Region pointing data:
====

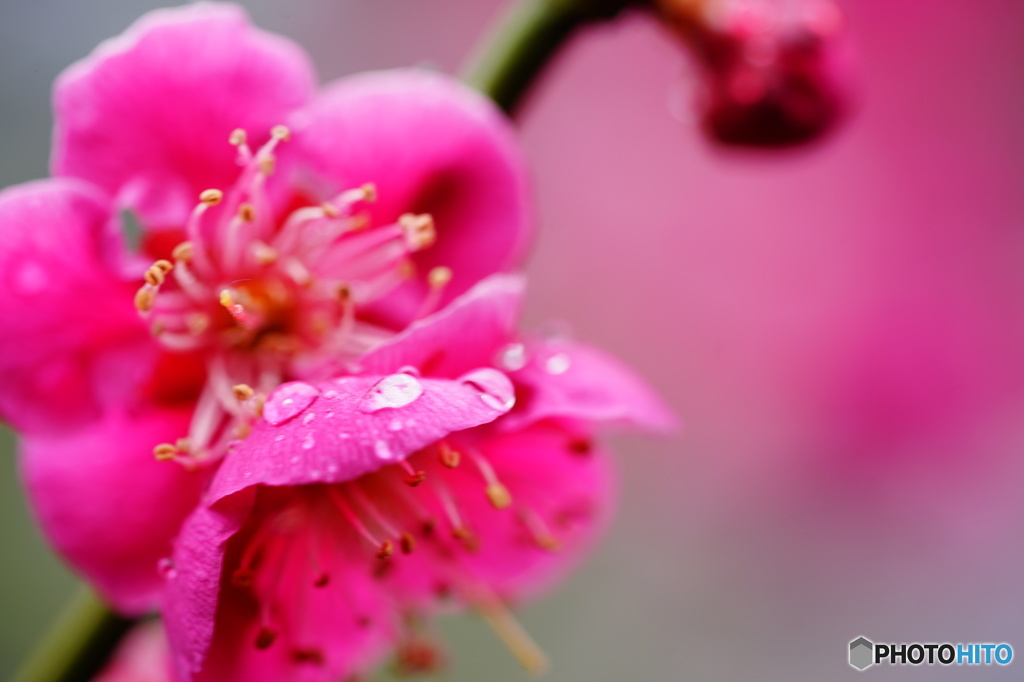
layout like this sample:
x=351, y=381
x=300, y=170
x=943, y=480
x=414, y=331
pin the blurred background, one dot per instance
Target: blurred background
x=842, y=330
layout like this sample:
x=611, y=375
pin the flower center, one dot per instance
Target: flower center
x=267, y=298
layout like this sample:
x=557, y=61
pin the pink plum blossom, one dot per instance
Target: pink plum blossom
x=285, y=231
x=457, y=467
x=773, y=73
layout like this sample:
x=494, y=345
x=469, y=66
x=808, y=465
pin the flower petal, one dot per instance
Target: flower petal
x=109, y=507
x=560, y=498
x=567, y=379
x=214, y=625
x=148, y=114
x=354, y=425
x=72, y=338
x=468, y=333
x=430, y=145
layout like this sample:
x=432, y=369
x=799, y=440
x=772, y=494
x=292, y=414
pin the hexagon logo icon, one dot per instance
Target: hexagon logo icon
x=861, y=653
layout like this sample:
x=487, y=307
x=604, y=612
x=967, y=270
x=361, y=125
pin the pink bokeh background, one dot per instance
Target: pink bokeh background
x=841, y=328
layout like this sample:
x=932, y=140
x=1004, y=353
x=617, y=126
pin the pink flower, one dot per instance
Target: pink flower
x=336, y=218
x=363, y=503
x=775, y=73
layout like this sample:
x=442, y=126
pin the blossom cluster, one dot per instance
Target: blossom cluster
x=298, y=418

====

WHAT YOU HAVE TO DO: Could you print, exactly and with nothing else, the lines from the one containing "x=617, y=126" through the last line of the records above?

RESPONSE TO THIS TASK:
x=617, y=126
pin the pink flower, one dot per instance
Target: pink flower
x=336, y=218
x=363, y=503
x=775, y=73
layout like this sample:
x=442, y=126
pin the blossom cluster, one dot per instance
Target: blossom cluster
x=298, y=418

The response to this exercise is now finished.